[Actions to take]
1 > In the thread about Beethoven string quartet sets, which quartet recorded the early quartets that Art Rock owns?
2 > Reproduce the stretch of the Beethoven quartet thread from "I'll have to check but" through "with this combination.".

# Beethoven string quartets sets, How many do you own?



## Itullian

I love the Beethoven string quartets.
Which ones do you own?
And which are your favorites?
Thanks :tiphat:


----------



## Barbebleu

Complete Quartets by the Amadeus, Quartetto Italiano and Alban Berg Quartets.

Late String Quartets by the Busch Quartet.

Like them all for different reasons, but gun to head, probably the Quartetto Italiano.


----------



## Merl

I'll have to check but I've got a lot of LvB SQ cycles. The Vegh and Takacs sets take some beating for me. I'll list what I have later, when I've checked.


----------



## Art Rock

The early quartets by the Kodaly on Naxos, the middle and late quartets by Quartetto Italiano on Philips. Satisfied with this combination.


----------



## Triplets

We are truly spoiled for choice here. It seems like there is a new Quartet cycle is released every month. I own several and some were not the greatest purchases, but none are truly bad. I learned these works from the Stereo cycle by the Hungarian Quartet, which is hard to find but I was able to pick up as a French import. Other favorites are the QI and the Guarneri. Dissapointments include the Emerson’s and the Third cycle from the Tokyo Quartet-both well played but missing the drama and humor of the works.


----------



## CnC Bartok

About fifteen complete sets? I'll have to check and Put in a list later.

I dislike absolutely none of them. There are three sets I am less inclined to listen to, and they are the Medici, the Amadeus, and, very surprisingly, the Takacs.

Favourites? Too many!! But my go-to set is probably the wonderful Talich Quartet set (originally on Calliope, later label incarnation). Also of course the Vegh, Italiano, and the reference for the late Quartets, the Busch.

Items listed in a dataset
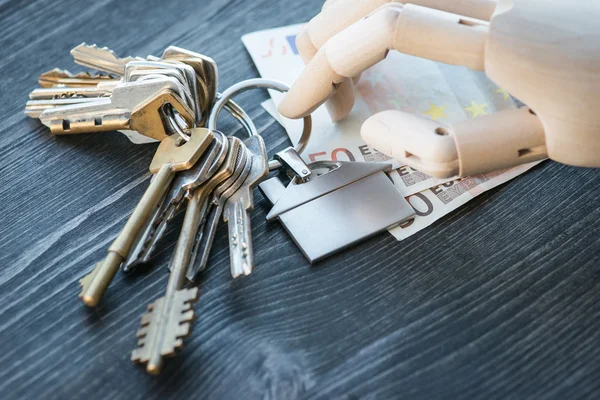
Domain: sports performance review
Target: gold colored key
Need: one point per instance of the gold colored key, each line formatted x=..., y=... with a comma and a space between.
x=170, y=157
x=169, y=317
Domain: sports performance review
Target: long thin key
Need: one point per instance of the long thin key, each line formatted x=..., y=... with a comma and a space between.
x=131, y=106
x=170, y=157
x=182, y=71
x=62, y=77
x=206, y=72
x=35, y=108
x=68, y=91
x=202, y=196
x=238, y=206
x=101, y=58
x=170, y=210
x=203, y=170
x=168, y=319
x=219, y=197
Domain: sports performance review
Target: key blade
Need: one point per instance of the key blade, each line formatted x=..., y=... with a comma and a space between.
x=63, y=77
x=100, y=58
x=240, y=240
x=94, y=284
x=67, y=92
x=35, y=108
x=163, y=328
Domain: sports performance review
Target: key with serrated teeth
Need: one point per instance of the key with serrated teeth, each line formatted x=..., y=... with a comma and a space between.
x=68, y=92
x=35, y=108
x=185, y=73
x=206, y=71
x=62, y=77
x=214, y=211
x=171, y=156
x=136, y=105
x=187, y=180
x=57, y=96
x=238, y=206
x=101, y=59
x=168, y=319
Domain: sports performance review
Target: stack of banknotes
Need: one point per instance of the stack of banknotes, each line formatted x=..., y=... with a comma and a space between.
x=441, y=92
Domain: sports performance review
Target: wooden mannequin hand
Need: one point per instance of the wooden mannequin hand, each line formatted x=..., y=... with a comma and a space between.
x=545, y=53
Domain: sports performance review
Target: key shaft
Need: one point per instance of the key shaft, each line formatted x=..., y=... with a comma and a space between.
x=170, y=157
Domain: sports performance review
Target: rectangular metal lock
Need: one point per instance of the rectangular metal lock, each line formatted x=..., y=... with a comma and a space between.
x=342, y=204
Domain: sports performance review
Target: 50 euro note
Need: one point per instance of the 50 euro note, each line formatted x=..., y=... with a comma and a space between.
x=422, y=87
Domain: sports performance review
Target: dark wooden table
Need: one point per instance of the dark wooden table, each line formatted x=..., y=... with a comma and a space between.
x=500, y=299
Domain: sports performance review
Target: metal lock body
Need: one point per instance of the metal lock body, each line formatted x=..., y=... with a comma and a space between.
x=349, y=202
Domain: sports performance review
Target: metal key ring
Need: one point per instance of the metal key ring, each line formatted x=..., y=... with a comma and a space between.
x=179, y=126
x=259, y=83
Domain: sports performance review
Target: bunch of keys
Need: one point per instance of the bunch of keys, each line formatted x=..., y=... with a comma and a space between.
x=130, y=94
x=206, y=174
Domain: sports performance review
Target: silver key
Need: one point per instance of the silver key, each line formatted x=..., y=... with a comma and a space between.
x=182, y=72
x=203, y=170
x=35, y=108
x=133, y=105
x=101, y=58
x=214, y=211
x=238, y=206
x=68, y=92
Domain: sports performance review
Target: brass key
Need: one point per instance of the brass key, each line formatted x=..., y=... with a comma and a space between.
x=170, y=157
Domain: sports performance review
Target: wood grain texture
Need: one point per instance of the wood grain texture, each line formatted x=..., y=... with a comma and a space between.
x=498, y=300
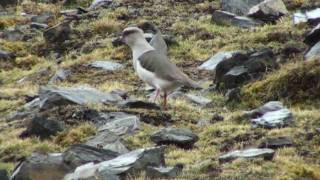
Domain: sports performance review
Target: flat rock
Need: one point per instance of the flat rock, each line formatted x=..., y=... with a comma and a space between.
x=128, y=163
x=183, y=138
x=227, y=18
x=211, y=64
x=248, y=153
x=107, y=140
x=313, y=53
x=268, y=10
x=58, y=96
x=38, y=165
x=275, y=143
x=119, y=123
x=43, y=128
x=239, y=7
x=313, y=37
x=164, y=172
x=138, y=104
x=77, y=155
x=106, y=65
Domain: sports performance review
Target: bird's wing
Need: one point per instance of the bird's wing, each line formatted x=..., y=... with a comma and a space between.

[Written responses]
1 > The Kodaly, on Naxos.

2 >
I'll have to check but I've got a lot of LvB SQ cycles. The Vegh and Takacs sets take some beating for me. I'll list what I have later, when I've checked.


----------



## Art Rock

The early quartets by the Kodaly on Naxos, the middle and late quartets by Quartetto Italiano on Philips. Satisfied with this combination.